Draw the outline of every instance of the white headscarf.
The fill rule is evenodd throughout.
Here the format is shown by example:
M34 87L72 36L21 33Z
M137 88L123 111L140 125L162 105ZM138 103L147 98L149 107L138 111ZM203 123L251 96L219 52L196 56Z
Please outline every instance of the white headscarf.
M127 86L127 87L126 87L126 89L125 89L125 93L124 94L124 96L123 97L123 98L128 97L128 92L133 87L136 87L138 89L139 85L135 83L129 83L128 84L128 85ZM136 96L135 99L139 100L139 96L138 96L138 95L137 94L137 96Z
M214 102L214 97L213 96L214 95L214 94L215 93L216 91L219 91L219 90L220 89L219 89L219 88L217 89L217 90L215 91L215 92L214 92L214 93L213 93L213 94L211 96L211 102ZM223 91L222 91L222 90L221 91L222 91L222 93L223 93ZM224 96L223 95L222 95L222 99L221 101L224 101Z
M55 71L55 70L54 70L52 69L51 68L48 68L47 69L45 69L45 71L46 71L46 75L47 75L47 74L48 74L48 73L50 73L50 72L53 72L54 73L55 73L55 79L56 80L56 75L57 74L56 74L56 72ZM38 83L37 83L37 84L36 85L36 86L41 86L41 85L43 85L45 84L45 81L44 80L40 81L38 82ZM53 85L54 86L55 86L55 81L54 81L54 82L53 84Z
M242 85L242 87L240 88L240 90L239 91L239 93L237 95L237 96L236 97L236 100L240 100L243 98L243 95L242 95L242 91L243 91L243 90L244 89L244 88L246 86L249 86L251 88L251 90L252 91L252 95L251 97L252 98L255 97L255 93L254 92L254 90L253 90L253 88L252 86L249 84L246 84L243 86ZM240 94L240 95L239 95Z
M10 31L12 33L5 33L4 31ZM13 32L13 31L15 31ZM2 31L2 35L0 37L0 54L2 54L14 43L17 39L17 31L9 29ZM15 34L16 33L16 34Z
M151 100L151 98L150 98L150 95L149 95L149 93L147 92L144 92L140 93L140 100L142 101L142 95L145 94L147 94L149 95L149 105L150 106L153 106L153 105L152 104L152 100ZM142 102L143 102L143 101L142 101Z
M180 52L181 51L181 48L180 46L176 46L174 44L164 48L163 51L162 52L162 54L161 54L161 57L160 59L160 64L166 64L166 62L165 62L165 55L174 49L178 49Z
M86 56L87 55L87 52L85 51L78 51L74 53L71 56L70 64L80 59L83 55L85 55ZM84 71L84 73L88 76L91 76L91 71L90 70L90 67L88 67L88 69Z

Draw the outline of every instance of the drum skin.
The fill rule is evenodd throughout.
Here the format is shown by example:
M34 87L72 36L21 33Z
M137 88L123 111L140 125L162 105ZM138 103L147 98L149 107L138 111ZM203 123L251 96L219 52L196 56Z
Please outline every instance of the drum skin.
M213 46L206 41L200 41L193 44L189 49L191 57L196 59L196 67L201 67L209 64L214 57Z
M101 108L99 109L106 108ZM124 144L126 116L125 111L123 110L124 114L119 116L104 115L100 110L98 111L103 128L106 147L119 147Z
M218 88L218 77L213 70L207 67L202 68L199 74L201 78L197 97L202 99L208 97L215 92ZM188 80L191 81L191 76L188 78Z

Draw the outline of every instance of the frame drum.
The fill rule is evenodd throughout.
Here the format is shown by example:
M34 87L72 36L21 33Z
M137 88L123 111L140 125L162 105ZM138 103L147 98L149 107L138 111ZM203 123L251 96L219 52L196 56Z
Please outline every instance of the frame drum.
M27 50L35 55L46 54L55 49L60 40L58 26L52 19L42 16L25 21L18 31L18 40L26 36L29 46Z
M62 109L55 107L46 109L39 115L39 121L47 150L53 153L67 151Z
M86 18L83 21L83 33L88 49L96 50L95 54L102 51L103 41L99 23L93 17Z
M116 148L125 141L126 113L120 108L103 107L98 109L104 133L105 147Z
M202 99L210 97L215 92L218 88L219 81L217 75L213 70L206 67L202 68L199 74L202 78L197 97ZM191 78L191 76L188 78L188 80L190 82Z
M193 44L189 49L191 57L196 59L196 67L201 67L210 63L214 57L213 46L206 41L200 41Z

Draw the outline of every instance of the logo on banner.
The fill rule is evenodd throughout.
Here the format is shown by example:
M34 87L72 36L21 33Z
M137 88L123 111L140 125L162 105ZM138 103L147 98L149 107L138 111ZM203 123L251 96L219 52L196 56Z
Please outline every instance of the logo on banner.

======

Pick out each line of the records that contains the word "drum", and copy those lines.

Draw the outline of every instance of the drum skin.
Please outline every instance of the drum skin.
Draw the outline of every instance of the frame drum.
Please outline every instance of the frame drum.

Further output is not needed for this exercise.